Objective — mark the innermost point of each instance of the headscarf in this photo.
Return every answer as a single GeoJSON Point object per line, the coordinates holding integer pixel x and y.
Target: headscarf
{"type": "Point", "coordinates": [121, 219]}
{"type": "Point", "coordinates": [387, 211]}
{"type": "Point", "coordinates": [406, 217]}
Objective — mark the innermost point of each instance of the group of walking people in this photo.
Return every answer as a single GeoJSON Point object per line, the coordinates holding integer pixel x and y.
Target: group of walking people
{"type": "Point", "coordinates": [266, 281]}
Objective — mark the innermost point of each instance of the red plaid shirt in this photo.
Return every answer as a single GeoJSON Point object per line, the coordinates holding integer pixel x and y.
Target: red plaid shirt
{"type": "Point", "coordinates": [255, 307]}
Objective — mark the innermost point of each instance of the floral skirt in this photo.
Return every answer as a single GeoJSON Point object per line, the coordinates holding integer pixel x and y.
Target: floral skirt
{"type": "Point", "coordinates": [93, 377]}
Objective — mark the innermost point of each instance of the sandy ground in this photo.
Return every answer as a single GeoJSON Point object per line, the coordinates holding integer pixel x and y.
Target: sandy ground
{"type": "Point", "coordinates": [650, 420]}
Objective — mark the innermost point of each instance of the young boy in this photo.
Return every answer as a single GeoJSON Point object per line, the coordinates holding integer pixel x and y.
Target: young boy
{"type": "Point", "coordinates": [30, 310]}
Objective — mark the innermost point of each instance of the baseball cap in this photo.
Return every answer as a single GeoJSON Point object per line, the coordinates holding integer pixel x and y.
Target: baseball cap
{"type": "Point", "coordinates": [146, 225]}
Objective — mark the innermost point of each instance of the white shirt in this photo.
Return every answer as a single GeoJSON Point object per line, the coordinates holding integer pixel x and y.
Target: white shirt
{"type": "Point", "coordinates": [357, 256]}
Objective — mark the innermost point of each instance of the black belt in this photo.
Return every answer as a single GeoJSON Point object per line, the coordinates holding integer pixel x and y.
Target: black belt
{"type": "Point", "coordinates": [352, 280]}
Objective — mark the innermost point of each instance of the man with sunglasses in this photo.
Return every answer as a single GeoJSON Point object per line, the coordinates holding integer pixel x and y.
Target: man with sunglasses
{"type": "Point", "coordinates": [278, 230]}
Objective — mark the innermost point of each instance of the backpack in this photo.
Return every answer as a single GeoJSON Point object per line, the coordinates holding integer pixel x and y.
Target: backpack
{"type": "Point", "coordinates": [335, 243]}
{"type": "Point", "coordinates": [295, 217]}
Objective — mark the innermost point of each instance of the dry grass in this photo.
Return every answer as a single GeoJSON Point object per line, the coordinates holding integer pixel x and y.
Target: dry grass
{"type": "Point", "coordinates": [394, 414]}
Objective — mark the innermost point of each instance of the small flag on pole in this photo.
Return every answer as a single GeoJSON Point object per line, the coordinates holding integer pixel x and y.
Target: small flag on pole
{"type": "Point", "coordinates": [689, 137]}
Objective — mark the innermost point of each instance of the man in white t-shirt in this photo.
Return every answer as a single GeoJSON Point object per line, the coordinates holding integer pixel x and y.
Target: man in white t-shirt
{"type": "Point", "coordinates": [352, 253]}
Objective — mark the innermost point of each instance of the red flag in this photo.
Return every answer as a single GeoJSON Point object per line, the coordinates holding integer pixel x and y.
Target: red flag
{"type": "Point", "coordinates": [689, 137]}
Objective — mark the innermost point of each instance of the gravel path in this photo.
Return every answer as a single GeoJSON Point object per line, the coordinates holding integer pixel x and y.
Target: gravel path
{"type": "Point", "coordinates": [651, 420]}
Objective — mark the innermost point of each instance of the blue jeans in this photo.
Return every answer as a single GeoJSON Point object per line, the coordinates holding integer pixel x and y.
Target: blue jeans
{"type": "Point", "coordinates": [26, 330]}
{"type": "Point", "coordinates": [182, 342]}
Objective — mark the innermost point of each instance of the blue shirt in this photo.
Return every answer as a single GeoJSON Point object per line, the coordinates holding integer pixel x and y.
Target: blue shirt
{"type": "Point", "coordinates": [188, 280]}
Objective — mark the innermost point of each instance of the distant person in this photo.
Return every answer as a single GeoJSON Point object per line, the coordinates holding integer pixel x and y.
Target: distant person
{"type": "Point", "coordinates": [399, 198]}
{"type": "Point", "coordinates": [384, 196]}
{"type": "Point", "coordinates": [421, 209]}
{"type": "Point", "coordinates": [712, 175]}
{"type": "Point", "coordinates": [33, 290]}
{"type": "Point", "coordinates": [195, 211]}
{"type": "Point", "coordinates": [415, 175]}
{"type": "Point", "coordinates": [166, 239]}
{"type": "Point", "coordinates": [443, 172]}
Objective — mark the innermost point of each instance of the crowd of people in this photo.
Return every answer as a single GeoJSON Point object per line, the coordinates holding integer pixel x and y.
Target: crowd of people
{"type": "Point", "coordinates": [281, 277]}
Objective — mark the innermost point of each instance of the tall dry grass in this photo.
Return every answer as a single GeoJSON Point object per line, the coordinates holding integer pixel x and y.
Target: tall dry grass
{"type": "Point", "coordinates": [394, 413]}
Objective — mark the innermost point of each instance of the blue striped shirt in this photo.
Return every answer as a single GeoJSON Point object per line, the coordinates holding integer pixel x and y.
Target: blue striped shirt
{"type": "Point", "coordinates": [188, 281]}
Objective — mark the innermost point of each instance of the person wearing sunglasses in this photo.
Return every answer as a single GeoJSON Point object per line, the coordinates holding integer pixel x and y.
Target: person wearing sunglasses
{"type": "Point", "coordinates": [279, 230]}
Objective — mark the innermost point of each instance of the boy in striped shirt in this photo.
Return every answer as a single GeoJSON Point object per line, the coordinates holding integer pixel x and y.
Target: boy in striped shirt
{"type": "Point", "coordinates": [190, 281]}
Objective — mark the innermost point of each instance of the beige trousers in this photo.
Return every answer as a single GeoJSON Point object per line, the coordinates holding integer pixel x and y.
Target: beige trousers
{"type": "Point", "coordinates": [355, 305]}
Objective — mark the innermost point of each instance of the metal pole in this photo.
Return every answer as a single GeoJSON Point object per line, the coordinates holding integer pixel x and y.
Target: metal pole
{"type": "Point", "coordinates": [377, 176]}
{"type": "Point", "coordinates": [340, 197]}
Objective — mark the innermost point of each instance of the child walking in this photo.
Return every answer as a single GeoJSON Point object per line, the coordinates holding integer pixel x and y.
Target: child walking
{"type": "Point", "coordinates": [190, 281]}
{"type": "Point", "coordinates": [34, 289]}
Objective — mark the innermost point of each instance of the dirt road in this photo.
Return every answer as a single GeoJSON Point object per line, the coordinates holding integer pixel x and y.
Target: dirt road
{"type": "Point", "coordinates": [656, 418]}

- _AIM_:
Nothing but the lines from the one with "walking in this photo." through the end of the data above should be repeated, each exactly as it stands.

- _SOLUTION FOR THIS PROBLEM_:
Objective — mark the innermost point of each instance of the child walking in this photo.
Return every answer as a single GeoJSON Point object per line, the coordinates holding integer pixel x and y.
Target: child walking
{"type": "Point", "coordinates": [190, 281]}
{"type": "Point", "coordinates": [34, 289]}
Objective — mark the innermost point of each instance of the dirt road in this photo.
Return every answer as a single GeoJSON Point object per line, the coordinates holding integer pixel x and y.
Target: dirt road
{"type": "Point", "coordinates": [656, 418]}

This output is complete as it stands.